> _Your task_
Scan the listing that follows and report how many lines contain "white". Write the number alone.

**** Available data ****

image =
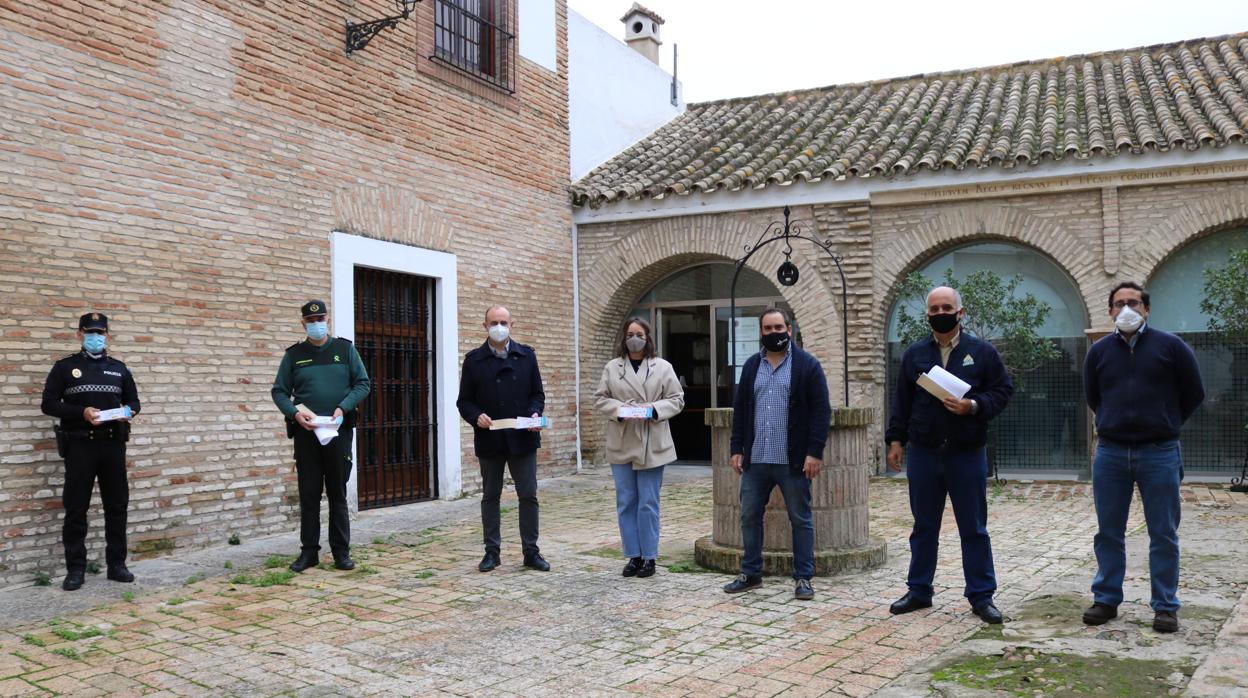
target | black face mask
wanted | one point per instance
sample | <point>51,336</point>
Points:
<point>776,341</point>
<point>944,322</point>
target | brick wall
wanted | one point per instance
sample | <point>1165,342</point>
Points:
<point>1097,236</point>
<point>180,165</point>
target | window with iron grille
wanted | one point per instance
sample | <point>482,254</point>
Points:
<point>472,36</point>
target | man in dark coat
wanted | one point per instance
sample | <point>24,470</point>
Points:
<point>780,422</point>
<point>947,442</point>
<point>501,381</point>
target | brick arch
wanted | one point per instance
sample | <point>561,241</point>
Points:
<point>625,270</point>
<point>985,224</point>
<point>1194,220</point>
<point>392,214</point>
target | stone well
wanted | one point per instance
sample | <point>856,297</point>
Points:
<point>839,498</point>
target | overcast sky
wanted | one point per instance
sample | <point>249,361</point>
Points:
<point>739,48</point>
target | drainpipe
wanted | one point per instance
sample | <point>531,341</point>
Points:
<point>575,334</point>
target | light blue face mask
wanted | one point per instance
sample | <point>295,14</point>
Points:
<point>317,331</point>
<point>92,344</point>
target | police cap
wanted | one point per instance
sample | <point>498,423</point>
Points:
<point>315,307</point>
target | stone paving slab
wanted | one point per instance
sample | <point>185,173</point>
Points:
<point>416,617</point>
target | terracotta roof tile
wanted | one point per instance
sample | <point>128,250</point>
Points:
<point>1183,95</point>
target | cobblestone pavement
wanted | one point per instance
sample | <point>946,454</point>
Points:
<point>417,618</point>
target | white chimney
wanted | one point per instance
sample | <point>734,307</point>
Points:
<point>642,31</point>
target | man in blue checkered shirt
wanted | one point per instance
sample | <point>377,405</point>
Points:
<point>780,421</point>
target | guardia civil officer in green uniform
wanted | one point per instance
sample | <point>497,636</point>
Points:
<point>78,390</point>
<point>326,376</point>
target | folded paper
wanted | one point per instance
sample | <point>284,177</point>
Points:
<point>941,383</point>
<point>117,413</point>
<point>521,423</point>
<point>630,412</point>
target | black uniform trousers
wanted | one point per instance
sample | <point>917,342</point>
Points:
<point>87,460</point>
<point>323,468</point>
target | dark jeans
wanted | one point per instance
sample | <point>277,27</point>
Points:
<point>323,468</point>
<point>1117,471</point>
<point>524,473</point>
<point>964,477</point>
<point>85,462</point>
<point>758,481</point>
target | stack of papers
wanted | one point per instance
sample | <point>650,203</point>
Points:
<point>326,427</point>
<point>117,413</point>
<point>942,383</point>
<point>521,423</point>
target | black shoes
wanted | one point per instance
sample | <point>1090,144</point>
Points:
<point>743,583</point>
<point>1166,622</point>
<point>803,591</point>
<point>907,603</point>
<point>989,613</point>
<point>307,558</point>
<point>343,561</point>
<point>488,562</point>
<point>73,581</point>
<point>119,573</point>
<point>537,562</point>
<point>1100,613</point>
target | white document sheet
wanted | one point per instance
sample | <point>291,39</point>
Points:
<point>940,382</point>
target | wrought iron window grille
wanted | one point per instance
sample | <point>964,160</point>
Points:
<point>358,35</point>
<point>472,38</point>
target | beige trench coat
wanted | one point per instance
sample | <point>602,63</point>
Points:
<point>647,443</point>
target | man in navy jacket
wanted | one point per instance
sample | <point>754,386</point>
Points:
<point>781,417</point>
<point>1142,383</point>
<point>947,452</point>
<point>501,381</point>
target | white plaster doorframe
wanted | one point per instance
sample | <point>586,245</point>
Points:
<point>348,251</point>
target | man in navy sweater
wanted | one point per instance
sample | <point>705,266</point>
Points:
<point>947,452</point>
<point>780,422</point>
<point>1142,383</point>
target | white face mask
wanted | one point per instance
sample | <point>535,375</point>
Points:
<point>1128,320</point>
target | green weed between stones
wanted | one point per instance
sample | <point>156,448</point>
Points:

****

> _Answer section_
4